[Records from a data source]
[Start of Attachment]
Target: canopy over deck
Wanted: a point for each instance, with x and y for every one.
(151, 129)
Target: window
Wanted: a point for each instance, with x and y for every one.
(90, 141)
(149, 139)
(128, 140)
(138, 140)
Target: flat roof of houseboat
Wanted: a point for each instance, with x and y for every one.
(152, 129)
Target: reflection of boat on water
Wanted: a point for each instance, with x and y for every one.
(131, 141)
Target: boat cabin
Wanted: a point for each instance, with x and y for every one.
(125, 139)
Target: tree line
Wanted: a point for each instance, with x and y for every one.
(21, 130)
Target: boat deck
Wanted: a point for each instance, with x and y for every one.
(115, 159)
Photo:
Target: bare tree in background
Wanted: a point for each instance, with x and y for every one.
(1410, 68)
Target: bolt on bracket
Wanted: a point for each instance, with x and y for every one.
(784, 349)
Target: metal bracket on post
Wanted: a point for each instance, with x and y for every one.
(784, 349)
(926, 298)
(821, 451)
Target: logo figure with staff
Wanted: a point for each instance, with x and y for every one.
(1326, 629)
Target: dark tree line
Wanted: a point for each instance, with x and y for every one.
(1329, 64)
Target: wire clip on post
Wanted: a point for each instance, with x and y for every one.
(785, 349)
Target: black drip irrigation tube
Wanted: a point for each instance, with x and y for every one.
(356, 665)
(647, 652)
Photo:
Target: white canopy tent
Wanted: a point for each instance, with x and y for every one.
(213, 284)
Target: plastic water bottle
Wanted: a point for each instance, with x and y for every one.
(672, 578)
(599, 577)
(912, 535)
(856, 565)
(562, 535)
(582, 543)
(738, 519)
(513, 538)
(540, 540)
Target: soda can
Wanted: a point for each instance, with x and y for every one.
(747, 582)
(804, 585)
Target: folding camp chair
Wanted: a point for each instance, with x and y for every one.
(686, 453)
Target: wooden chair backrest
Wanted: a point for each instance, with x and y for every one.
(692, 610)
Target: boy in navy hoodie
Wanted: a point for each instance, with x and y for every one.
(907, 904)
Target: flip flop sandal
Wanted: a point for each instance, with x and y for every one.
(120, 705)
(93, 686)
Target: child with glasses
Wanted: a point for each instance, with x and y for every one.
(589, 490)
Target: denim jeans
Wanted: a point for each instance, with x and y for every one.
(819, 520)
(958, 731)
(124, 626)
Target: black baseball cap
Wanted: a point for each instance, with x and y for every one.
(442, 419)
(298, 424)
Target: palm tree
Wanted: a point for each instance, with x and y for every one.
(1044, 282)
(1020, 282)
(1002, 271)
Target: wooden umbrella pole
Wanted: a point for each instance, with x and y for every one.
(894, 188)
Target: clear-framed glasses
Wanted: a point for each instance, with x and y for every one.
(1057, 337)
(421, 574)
[End of Attachment]
_Task:_ If a line in the entries contains the word "tree", copy that line out.

_Answer space:_
Target: tree line
Target: bare tree in background
Target: dark tree line
Target: palm tree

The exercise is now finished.